- Task 1
List each distinct numeric range written with a hyphen in the excerpt on beginner workout programs, in the order it first appears.
- Task 2
Quote the excerpt on beginner workout programs from "The Focus System is" to "endurance 12-15, etc.".
━━ Excerpt to read ━━
As a trainer developing your clientele, the goal is to make your clients feel comfortable and safe with exercise as quick as possible. In addition, it’s important as a trainer to stay consistent with your programming in order to establish your reputation.
A common problem for new and experienced trainers is that they don’t know how to create beginner workout programs. You have likely been working out for years and may have a difficult time putting yourself in the client’s shoes.
A “make or break” period exists with new clients where the trainer has to get them to buy-into their program quickly. Usually, introductory packages are small and the trainer might only have 2-3 weeks to impress the client and entice them to commit.
The Focus System is a simple, straightforward system that’s specifically designed to create effective beginner workout programs. With this program you will be able to cover all the bases and design a great program easily and quickly. By following the six steps below, you will be able to program effective beginner workout programs in less than 30 minutes.
The 6 Steps to Creating Beginner Workout Programs
Step 1: Rep Range (The Great Decider) for Beginner Workout Programs
In the Focus System, rep range is the deciding factor. As soon as you have established your client’s goals, you should know the rep range they need to be working in. For example, if they want to train for power, their rep range is 1-5, muscle endurance 12-15, etc.
The rep range dictates the number of sets and exercises in a workout. If a client is training in the 1-5 rep range, their sets are going to be higher than in the 12-15 rep range.
━━━
━━ Given data ━━
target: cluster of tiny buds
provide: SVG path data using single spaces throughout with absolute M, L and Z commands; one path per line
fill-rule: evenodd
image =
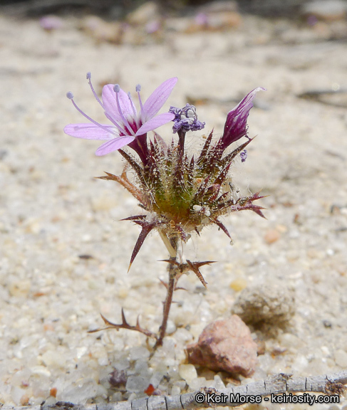
M 204 122 L 197 119 L 197 109 L 194 105 L 187 103 L 183 108 L 170 107 L 169 111 L 175 114 L 173 119 L 173 132 L 177 132 L 182 130 L 184 132 L 187 131 L 198 131 L 204 127 Z

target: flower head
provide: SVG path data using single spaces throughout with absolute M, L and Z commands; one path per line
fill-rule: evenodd
M 169 111 L 175 114 L 172 127 L 174 134 L 180 130 L 187 132 L 187 131 L 198 131 L 204 127 L 204 122 L 197 119 L 197 109 L 191 104 L 187 103 L 182 109 L 170 107 Z
M 96 155 L 105 155 L 112 151 L 119 149 L 135 141 L 140 135 L 144 135 L 152 130 L 169 122 L 175 117 L 172 112 L 165 112 L 157 115 L 167 100 L 177 79 L 170 78 L 161 84 L 143 104 L 140 85 L 136 91 L 140 102 L 140 112 L 138 112 L 130 93 L 127 94 L 116 84 L 108 84 L 103 88 L 102 101 L 99 99 L 90 81 L 90 73 L 87 74 L 90 88 L 97 101 L 101 105 L 106 117 L 112 125 L 97 122 L 76 104 L 73 95 L 68 93 L 66 96 L 72 100 L 76 108 L 91 123 L 70 124 L 64 128 L 64 132 L 76 138 L 86 140 L 106 140 L 97 149 Z
M 261 90 L 266 91 L 266 88 L 262 87 L 255 88 L 228 112 L 223 136 L 220 140 L 221 147 L 223 149 L 247 135 L 247 118 L 249 111 L 253 107 L 253 98 L 256 96 L 257 93 Z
━━━
- Full output 1
2-3
1-5
12-15

- Full output 2
The Focus System is a simple, straightforward system that’s specifically designed to create effective beginner workout programs. With this program you will be able to cover all the bases and design a great program easily and quickly. By following the six steps below, you will be able to program effective beginner workout programs in less than 30 minutes.
The 6 Steps to Creating Beginner Workout Programs
Step 1: Rep Range (The Great Decider) for Beginner Workout Programs
In the Focus System, rep range is the deciding factor. As soon as you have established your client’s goals, you should know the rep range they need to be working in. For example, if they want to train for power, their rep range is 1-5, muscle endurance 12-15, etc.